- **TRY IT**: Output the data below exactly as it is, dropping the pictures from your copy.

Stored data entries:
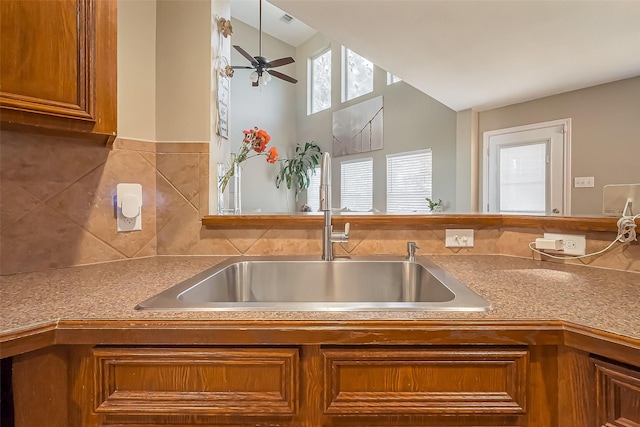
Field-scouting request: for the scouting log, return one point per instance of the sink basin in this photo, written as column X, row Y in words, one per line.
column 294, row 284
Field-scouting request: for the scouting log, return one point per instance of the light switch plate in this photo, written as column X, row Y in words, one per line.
column 459, row 238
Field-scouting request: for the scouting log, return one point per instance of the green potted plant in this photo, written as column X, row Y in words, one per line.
column 294, row 172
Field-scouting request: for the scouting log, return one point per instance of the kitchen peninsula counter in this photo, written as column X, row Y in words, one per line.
column 524, row 293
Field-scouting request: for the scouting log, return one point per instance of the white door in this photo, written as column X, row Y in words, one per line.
column 526, row 169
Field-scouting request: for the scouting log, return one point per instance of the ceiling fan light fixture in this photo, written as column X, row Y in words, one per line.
column 260, row 64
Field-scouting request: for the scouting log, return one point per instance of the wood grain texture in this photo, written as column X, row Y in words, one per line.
column 40, row 388
column 576, row 389
column 208, row 381
column 388, row 221
column 617, row 394
column 59, row 66
column 425, row 381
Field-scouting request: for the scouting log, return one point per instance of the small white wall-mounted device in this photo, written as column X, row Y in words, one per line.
column 458, row 238
column 129, row 207
column 621, row 199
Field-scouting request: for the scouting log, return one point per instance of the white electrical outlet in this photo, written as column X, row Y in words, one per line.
column 129, row 207
column 572, row 244
column 458, row 238
column 583, row 181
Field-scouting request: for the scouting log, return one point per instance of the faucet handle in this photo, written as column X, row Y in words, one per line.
column 411, row 250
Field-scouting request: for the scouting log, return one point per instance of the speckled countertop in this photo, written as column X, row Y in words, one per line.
column 518, row 289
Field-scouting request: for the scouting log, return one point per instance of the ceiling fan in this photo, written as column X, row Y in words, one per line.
column 263, row 67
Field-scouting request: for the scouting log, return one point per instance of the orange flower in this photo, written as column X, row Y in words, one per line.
column 272, row 155
column 264, row 135
column 259, row 145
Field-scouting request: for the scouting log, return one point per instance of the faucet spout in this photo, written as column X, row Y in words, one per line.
column 328, row 236
column 325, row 183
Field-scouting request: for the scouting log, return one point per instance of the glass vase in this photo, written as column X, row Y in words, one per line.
column 229, row 200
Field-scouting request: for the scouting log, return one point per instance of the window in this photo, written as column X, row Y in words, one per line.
column 409, row 181
column 313, row 191
column 357, row 75
column 320, row 82
column 391, row 79
column 356, row 185
column 527, row 168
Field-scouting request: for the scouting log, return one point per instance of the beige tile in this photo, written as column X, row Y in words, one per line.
column 212, row 242
column 182, row 147
column 181, row 170
column 44, row 166
column 184, row 234
column 89, row 202
column 169, row 201
column 149, row 157
column 242, row 239
column 150, row 249
column 15, row 203
column 45, row 239
column 288, row 242
column 134, row 145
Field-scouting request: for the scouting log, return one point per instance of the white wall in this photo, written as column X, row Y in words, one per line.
column 412, row 121
column 271, row 108
column 183, row 108
column 605, row 143
column 137, row 69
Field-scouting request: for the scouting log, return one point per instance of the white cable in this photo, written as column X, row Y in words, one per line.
column 626, row 234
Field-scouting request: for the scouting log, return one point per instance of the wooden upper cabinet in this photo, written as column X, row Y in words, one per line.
column 59, row 65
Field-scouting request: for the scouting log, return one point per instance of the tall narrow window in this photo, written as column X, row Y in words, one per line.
column 320, row 82
column 356, row 185
column 357, row 75
column 313, row 191
column 409, row 181
column 391, row 79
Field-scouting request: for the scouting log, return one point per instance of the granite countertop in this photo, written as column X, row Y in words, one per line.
column 519, row 290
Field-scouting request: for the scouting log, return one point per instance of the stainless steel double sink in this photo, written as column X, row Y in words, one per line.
column 307, row 284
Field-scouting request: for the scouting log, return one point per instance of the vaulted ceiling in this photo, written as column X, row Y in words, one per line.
column 484, row 54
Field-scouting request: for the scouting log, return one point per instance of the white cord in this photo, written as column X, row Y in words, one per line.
column 626, row 234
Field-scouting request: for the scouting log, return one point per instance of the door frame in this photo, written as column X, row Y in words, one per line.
column 566, row 124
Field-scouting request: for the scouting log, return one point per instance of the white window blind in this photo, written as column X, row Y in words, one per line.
column 409, row 181
column 356, row 185
column 523, row 176
column 320, row 82
column 313, row 191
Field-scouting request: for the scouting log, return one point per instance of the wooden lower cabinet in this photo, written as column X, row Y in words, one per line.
column 315, row 385
column 617, row 394
column 340, row 386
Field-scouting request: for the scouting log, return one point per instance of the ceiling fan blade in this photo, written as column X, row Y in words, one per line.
column 280, row 62
column 283, row 76
column 244, row 53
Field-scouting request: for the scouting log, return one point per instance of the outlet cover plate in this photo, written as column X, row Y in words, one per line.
column 459, row 238
column 573, row 244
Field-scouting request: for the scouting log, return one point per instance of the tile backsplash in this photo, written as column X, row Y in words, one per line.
column 57, row 210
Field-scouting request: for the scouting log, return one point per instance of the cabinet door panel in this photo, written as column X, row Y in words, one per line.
column 618, row 395
column 204, row 381
column 47, row 51
column 430, row 381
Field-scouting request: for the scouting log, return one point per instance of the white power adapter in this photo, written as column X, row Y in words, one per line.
column 553, row 244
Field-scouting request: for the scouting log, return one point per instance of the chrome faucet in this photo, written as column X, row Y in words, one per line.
column 328, row 236
column 411, row 251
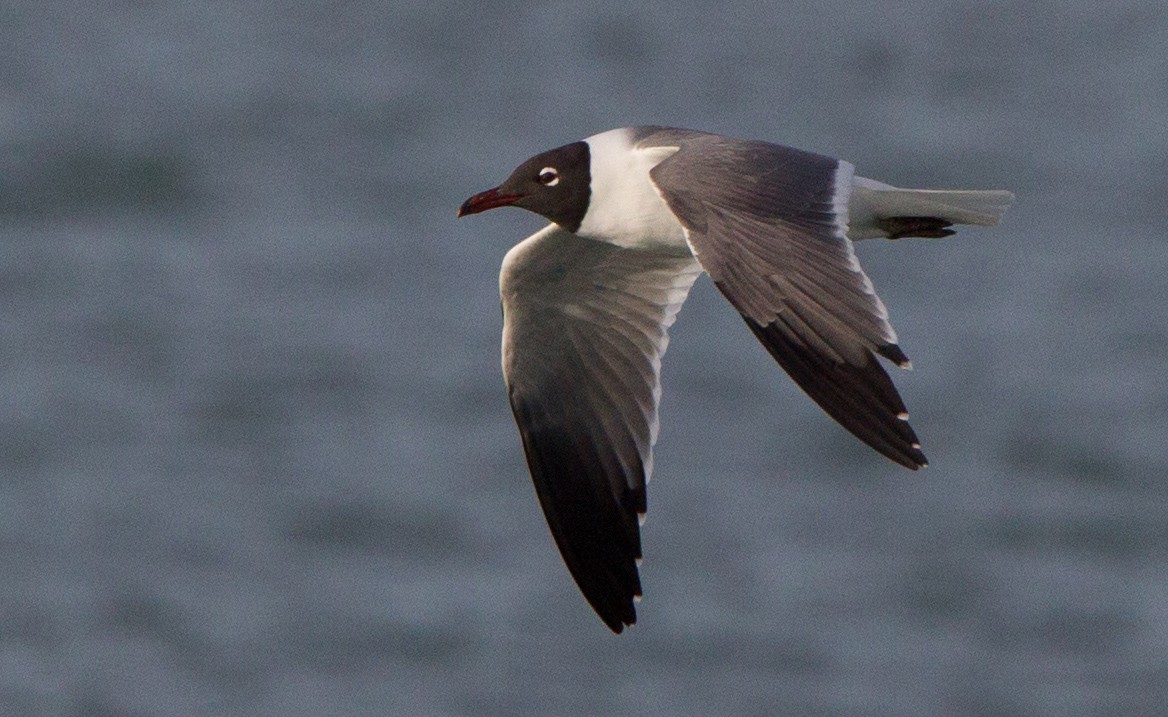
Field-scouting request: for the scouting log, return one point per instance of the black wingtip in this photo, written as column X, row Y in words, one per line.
column 924, row 227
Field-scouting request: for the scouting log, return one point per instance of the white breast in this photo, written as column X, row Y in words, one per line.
column 625, row 208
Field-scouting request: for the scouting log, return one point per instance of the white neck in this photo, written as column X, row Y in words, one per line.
column 625, row 208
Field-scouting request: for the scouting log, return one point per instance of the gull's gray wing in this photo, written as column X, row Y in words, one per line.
column 769, row 224
column 584, row 329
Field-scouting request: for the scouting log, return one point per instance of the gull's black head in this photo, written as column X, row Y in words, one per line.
column 554, row 185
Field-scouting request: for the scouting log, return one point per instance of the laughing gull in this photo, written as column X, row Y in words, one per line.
column 637, row 214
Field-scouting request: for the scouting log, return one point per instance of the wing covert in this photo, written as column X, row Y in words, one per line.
column 584, row 331
column 769, row 223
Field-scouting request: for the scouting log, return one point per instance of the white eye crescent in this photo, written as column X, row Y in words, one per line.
column 548, row 176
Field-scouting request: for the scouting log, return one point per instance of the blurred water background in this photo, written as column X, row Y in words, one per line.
column 256, row 457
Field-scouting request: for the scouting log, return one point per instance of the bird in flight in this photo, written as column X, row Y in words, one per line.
column 635, row 215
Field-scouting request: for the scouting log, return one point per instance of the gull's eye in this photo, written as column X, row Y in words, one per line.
column 548, row 176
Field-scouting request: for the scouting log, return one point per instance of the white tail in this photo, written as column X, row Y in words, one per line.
column 873, row 203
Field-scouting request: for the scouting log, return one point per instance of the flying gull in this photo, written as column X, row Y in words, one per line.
column 637, row 214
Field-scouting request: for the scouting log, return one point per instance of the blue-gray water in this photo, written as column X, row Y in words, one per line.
column 256, row 458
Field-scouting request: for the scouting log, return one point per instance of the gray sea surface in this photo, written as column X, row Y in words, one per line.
column 256, row 457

- **YOUR RESPONSE**:
Field-scouting request: for the scouting log, return one point per instance of the sink basin in this photo, written as column X, row Y in words, one per line.
column 294, row 284
Field-scouting request: for the scouting log, return one point per instance of the light switch plate in this photo, written as column X, row Y in words, one per line.
column 459, row 238
Field-scouting request: for the scouting log, return one point per instance of the green potted plant in this photo, written as column X, row Y in words, one per line.
column 294, row 172
Field-scouting request: for the scouting log, return one point per instance of the kitchen peninsula counter in this photo, written as column X, row Y in words, one per line.
column 524, row 293
Field-scouting request: for the scouting log, return one point per instance of the white door in this photo, written as column X, row Y in words, one per line.
column 526, row 169
Field-scouting request: for the scouting log, return one point per instance of the ceiling fan light fixture in this photo, written as column X, row Y in words, one per line.
column 260, row 64
Field-scouting request: for the scouting log, return one point per instance of the wood grain texture in this photo, written as column X, row Y in words, one per line.
column 40, row 388
column 576, row 389
column 208, row 381
column 388, row 221
column 617, row 394
column 59, row 66
column 425, row 381
Field-scouting request: for the scouting log, return one point per instance of the small white wall-mounted device in this photo, written as column X, row Y in words, one per line.
column 458, row 238
column 129, row 207
column 621, row 199
Field-scouting request: for the scouting log, return one point per instance of the white electrical outlet in this photo, written as column X, row Y in words, one per line.
column 129, row 207
column 572, row 244
column 458, row 238
column 583, row 181
Field-scouting request: for the scouting log, return one point per instance of the faucet handle in this photo, written as column X, row Y in words, one per line.
column 411, row 250
Field-scouting request: for the scouting log, return one point per instance of the speckled countertop in this photo, written as column X, row Y in words, one per line.
column 518, row 289
Field-scouting request: for the scouting log, return one point per instance of the ceiling fan in this photo, written as column X, row Y in words, one per line.
column 263, row 67
Field-scouting request: for the scouting log, return one point per instance of the orange flower in this photo, written as column X, row Y in words, one per line.
column 272, row 155
column 264, row 135
column 259, row 145
Field-scouting request: for the scouting log, return one point per instance of the faucet spout in this photo, written as column X, row Y in words, one per line.
column 328, row 236
column 325, row 183
Field-scouting request: for the scouting log, return one point per instance of the glass vase in this photo, written as column X, row Y in words, one per line.
column 229, row 200
Field-scouting request: for the scouting log, return one point per instance of the window in this photo, written as column X, row Y in words, one per line.
column 409, row 181
column 313, row 191
column 357, row 75
column 320, row 82
column 391, row 79
column 356, row 185
column 527, row 168
Field-scouting request: for the scouting log, return one point per instance of the beige tile in this photo, written as column X, row Y in words, one per line.
column 212, row 242
column 182, row 147
column 181, row 170
column 44, row 166
column 184, row 234
column 89, row 202
column 169, row 201
column 149, row 157
column 242, row 239
column 150, row 249
column 15, row 203
column 45, row 239
column 288, row 242
column 134, row 145
Field-scouting request: for the scouting log, return one point per instance of the white wall in this photo, written as column X, row Y in words, one per line.
column 412, row 121
column 271, row 108
column 183, row 108
column 605, row 143
column 137, row 69
Field-scouting request: for the scouting log, return one point per instance of the white cable in this photo, written as column X, row Y in words, one per line.
column 626, row 234
Field-scouting request: for the scouting log, return one point per instance of the wooden upper cabinet in this photo, written as column X, row Y in words, one per line.
column 59, row 65
Field-scouting request: for the scouting log, return one point per instance of the tall narrow window in this photo, written as column X, row Y in words, one per line.
column 320, row 82
column 356, row 185
column 357, row 75
column 313, row 191
column 409, row 181
column 391, row 79
Field-scouting request: for the scouting log, return one point per instance of the granite countertop in this photo, written as column X, row Y in words, one per line.
column 519, row 290
Field-scouting request: for the scouting log, return one point per instance of the stainless steel double sink in this photo, written as column X, row Y in words, one per line.
column 307, row 284
Field-scouting request: for the scouting log, return one point per instance of the vaulted ceiling in this photo, written as column X, row Y in words, one per line.
column 484, row 54
Field-scouting request: for the scouting log, return one point per instance of the white cord in this photo, written as column X, row Y in words, one per line.
column 626, row 234
Field-scouting request: for the scouting log, return one point per instance of the door frame in this photo, written as column X, row Y in words, one per line.
column 566, row 124
Field-scouting request: for the scouting log, return one point per instance of the white window blind in this photo, written as column X, row Y in words, one per line.
column 409, row 181
column 356, row 185
column 523, row 176
column 320, row 82
column 313, row 191
Field-scouting request: for the scouting log, return one point per instance of the wooden lower cabinet in this photo, written as column X, row Y in words, one per line.
column 315, row 385
column 617, row 394
column 340, row 386
Field-scouting request: for the scouting log, return one point per instance of the ceiling fan blade in this photo, written as column X, row Y in words, one per line.
column 280, row 62
column 283, row 76
column 244, row 53
Field-scouting request: for the scouting log, return one point per instance of the outlet cover plate in this photo, written as column X, row Y in words, one per line.
column 459, row 238
column 573, row 244
Field-scouting request: for the scouting log, return one point per instance of the tile backsplash in this photo, written as column X, row Y in words, one per line.
column 57, row 210
Field-scouting request: for the scouting log, return one point per instance of the cabinet door panel in this photo, written as column X, row Y in words, one per line.
column 618, row 395
column 204, row 381
column 47, row 51
column 430, row 381
Field-scouting request: for the scouting log, return one point per instance of the white power adapter in this photo, written as column X, row Y in words, one per line.
column 553, row 244
Field-scouting request: for the scouting log, return one point per instance of the chrome faucet in this photo, written as column X, row Y in words, one per line.
column 328, row 236
column 411, row 251
Field-scouting request: for the scouting log, return one point per instance of the black wingtip in this photo, written as column X, row Y in words, one per line.
column 924, row 227
Field-scouting request: for the scouting log, return one point per instance of the white breast in this photo, written as column X, row Y in words, one per line.
column 625, row 208
Field-scouting request: for the scouting log, return one point per instance of the white neck in this photo, written as column X, row Y in words, one per line.
column 625, row 208
Field-scouting request: for the scouting log, return one point per instance of the gull's gray wing in this photo, written as column X, row Y in words, one per line.
column 769, row 224
column 584, row 329
Field-scouting request: for the scouting log, return one point per instance of the gull's black head in this photo, written as column X, row Y in words, one per line.
column 554, row 185
Field-scouting request: for the scouting log, return one point per instance of the laughing gull in this photo, written as column X, row Y in words, one per line.
column 637, row 214
Field-scouting request: for the scouting log, return one point per instance of the wing covert in this photo, written as column X, row Y in words, one per line.
column 584, row 331
column 769, row 223
Field-scouting request: for the scouting log, return one point per instance of the white eye crescent in this photo, written as column X, row Y in words, one per line.
column 548, row 176
Field-scouting request: for the scouting log, return one point per instance of the blurred water background in this photo, written as column X, row Y in words, one per line.
column 256, row 457
Field-scouting request: for the scouting log, return one point per instance of the bird in flight in this photo, written as column X, row Y in words, one per line.
column 635, row 215
Field-scouting request: for the scouting log, return one point per instance of the gull's eye in this photo, written as column X, row Y in words, one per line.
column 548, row 176
Field-scouting request: for the scouting log, return one point per instance of the white tail in this photo, written as column X, row Y in words, one per line.
column 873, row 203
Field-scouting request: for the scouting log, return one point per instance of the flying gull in this photo, written as column X, row Y in words, one per line.
column 637, row 214
Field-scouting request: for the scouting log, return one point per instance of the blue-gray water in this photo, written as column X, row Y in words, one per line.
column 256, row 458
Field-scouting request: for the scouting log, return one point per instance of the gray sea surface in this photo, written as column X, row Y in words, one per line.
column 256, row 457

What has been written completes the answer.